[BEGIN]
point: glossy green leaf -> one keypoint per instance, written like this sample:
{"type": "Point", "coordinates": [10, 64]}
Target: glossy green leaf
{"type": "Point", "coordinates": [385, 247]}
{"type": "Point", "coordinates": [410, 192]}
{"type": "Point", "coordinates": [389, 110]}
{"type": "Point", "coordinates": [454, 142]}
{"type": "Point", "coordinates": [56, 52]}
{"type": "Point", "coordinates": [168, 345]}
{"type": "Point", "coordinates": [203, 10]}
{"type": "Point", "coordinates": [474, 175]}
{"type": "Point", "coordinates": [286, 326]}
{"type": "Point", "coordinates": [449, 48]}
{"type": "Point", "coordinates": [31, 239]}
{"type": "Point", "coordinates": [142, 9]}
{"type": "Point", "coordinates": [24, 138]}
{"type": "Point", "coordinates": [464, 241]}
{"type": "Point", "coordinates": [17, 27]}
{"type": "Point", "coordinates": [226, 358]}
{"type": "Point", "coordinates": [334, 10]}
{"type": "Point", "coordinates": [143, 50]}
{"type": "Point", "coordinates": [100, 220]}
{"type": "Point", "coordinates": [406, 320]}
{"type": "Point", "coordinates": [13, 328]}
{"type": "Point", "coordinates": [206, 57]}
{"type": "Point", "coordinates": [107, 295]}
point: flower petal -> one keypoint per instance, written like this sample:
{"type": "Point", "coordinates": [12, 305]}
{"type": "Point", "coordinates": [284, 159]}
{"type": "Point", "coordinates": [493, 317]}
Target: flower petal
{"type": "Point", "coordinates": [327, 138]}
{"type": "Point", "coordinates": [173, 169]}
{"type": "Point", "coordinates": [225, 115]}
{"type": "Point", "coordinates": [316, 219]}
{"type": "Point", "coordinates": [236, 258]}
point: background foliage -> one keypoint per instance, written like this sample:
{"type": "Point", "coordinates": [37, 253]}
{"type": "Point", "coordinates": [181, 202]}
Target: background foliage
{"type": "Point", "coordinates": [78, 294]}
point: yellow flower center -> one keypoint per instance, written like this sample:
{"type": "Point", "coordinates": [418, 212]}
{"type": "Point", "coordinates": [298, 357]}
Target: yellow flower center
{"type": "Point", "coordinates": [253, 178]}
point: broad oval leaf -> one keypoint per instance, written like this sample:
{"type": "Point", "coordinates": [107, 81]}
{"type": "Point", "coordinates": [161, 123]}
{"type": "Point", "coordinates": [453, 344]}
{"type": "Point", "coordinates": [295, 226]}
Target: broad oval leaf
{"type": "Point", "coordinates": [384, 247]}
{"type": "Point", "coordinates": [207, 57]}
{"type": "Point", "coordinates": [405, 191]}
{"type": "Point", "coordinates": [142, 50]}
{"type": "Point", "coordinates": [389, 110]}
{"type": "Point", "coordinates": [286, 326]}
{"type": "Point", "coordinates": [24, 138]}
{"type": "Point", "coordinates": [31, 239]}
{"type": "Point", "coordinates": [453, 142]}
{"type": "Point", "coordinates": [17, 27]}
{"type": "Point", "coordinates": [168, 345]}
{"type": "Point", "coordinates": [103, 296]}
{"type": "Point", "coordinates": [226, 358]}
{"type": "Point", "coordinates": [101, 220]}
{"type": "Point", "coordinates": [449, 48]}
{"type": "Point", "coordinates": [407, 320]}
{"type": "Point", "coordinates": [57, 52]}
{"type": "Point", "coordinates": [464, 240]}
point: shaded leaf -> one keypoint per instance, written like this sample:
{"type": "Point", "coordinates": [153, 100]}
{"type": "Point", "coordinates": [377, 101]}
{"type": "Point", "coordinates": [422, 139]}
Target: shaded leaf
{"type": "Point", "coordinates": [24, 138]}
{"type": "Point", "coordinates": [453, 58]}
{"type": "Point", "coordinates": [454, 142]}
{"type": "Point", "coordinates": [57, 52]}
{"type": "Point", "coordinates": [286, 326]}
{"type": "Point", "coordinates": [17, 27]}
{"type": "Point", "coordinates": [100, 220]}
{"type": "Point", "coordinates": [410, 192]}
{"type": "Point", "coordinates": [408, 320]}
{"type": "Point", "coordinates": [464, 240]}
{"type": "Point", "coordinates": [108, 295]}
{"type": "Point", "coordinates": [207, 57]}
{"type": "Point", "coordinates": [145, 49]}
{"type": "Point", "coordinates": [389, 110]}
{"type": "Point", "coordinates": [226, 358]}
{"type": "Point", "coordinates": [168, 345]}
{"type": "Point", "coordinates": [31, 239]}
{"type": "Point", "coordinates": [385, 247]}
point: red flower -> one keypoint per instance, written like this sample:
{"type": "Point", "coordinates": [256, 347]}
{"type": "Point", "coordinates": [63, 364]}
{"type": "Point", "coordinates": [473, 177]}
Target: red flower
[END]
#### [What the exercise asks]
Reproduce the whole listing word for word.

#### [Answer to the problem]
point: glossy green leaf -> one keypoint per instance, written like this sample:
{"type": "Point", "coordinates": [10, 64]}
Target: glossy green leaf
{"type": "Point", "coordinates": [385, 247]}
{"type": "Point", "coordinates": [410, 192]}
{"type": "Point", "coordinates": [389, 110]}
{"type": "Point", "coordinates": [454, 142]}
{"type": "Point", "coordinates": [56, 52]}
{"type": "Point", "coordinates": [168, 345]}
{"type": "Point", "coordinates": [203, 10]}
{"type": "Point", "coordinates": [474, 175]}
{"type": "Point", "coordinates": [286, 326]}
{"type": "Point", "coordinates": [449, 48]}
{"type": "Point", "coordinates": [31, 239]}
{"type": "Point", "coordinates": [142, 9]}
{"type": "Point", "coordinates": [24, 138]}
{"type": "Point", "coordinates": [464, 241]}
{"type": "Point", "coordinates": [17, 27]}
{"type": "Point", "coordinates": [226, 358]}
{"type": "Point", "coordinates": [334, 10]}
{"type": "Point", "coordinates": [143, 50]}
{"type": "Point", "coordinates": [100, 220]}
{"type": "Point", "coordinates": [406, 320]}
{"type": "Point", "coordinates": [13, 328]}
{"type": "Point", "coordinates": [206, 57]}
{"type": "Point", "coordinates": [107, 295]}
point: flower petal -> one keypoint per instance, written like this sample:
{"type": "Point", "coordinates": [12, 305]}
{"type": "Point", "coordinates": [284, 159]}
{"type": "Point", "coordinates": [493, 317]}
Target: flower petal
{"type": "Point", "coordinates": [327, 138]}
{"type": "Point", "coordinates": [173, 169]}
{"type": "Point", "coordinates": [225, 115]}
{"type": "Point", "coordinates": [316, 219]}
{"type": "Point", "coordinates": [236, 258]}
point: background foliage -> one keypoint per instance, written like this sample:
{"type": "Point", "coordinates": [37, 253]}
{"type": "Point", "coordinates": [181, 202]}
Target: background foliage
{"type": "Point", "coordinates": [78, 294]}
point: yellow flower center -> one keypoint per instance, written like this sample:
{"type": "Point", "coordinates": [418, 212]}
{"type": "Point", "coordinates": [298, 357]}
Target: yellow flower center
{"type": "Point", "coordinates": [253, 178]}
point: broad oval leaf -> one keypoint per instance, written like this sample:
{"type": "Point", "coordinates": [107, 81]}
{"type": "Point", "coordinates": [161, 123]}
{"type": "Point", "coordinates": [453, 344]}
{"type": "Point", "coordinates": [295, 226]}
Target: broad oval leaf
{"type": "Point", "coordinates": [384, 247]}
{"type": "Point", "coordinates": [207, 57]}
{"type": "Point", "coordinates": [405, 191]}
{"type": "Point", "coordinates": [142, 50]}
{"type": "Point", "coordinates": [389, 110]}
{"type": "Point", "coordinates": [286, 326]}
{"type": "Point", "coordinates": [24, 138]}
{"type": "Point", "coordinates": [31, 239]}
{"type": "Point", "coordinates": [453, 142]}
{"type": "Point", "coordinates": [17, 27]}
{"type": "Point", "coordinates": [168, 345]}
{"type": "Point", "coordinates": [103, 296]}
{"type": "Point", "coordinates": [226, 358]}
{"type": "Point", "coordinates": [101, 220]}
{"type": "Point", "coordinates": [449, 48]}
{"type": "Point", "coordinates": [407, 320]}
{"type": "Point", "coordinates": [57, 52]}
{"type": "Point", "coordinates": [464, 240]}
point: shaded leaf -> one keypoint per instance, written like this sample:
{"type": "Point", "coordinates": [153, 100]}
{"type": "Point", "coordinates": [377, 101]}
{"type": "Point", "coordinates": [422, 139]}
Target: shaded leaf
{"type": "Point", "coordinates": [24, 138]}
{"type": "Point", "coordinates": [453, 58]}
{"type": "Point", "coordinates": [454, 142]}
{"type": "Point", "coordinates": [57, 52]}
{"type": "Point", "coordinates": [286, 326]}
{"type": "Point", "coordinates": [17, 27]}
{"type": "Point", "coordinates": [100, 220]}
{"type": "Point", "coordinates": [410, 192]}
{"type": "Point", "coordinates": [408, 320]}
{"type": "Point", "coordinates": [464, 240]}
{"type": "Point", "coordinates": [108, 295]}
{"type": "Point", "coordinates": [207, 57]}
{"type": "Point", "coordinates": [145, 49]}
{"type": "Point", "coordinates": [389, 110]}
{"type": "Point", "coordinates": [226, 358]}
{"type": "Point", "coordinates": [168, 345]}
{"type": "Point", "coordinates": [31, 239]}
{"type": "Point", "coordinates": [385, 247]}
point: red flower -> one keypoint per instance, written like this sample:
{"type": "Point", "coordinates": [256, 347]}
{"type": "Point", "coordinates": [63, 364]}
{"type": "Point", "coordinates": [473, 177]}
Target: red flower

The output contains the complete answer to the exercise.